- [GIVEN INSTRUCTION]
Copy verbatim the lines of the listing below, beginning with the line that contains "Task: pick out every instance of the water" and continuing through the final line of the listing.

- [DATA ROWS]
'''

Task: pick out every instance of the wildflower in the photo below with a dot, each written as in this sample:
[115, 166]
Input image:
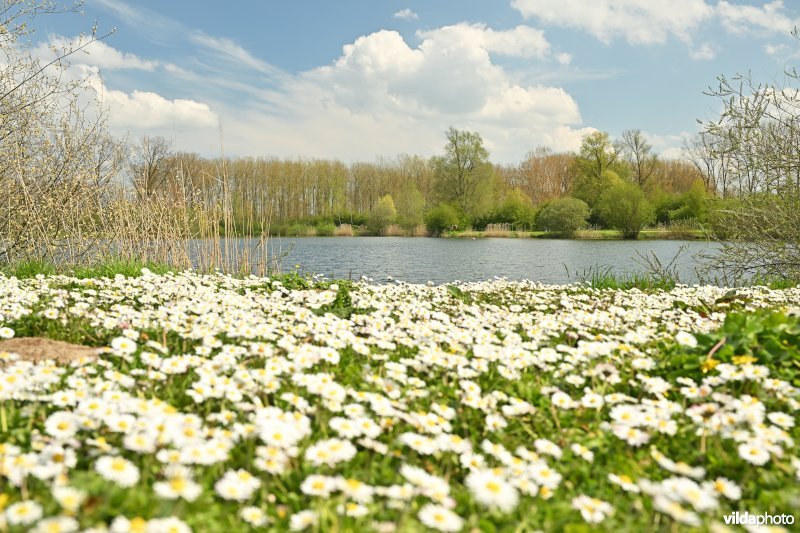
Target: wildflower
[70, 499]
[253, 516]
[754, 452]
[302, 520]
[123, 345]
[23, 513]
[623, 481]
[179, 484]
[583, 452]
[237, 485]
[440, 518]
[686, 339]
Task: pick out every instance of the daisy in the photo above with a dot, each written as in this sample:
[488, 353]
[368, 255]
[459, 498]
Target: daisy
[623, 481]
[123, 345]
[23, 513]
[754, 452]
[253, 516]
[302, 520]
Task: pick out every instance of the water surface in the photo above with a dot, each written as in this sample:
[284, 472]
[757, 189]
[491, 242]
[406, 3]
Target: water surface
[419, 259]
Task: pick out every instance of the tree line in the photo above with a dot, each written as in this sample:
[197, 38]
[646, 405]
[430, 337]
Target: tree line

'''

- [ANSWER]
Task: pick out every instance of the water surface in the photo above with a dot, each written as in this sample:
[284, 472]
[757, 189]
[491, 242]
[406, 3]
Target: water surface
[419, 259]
Task: pick out every instance of the tree line in the photo above with a dot, each written as in this sample:
[197, 38]
[646, 405]
[430, 337]
Target: tree line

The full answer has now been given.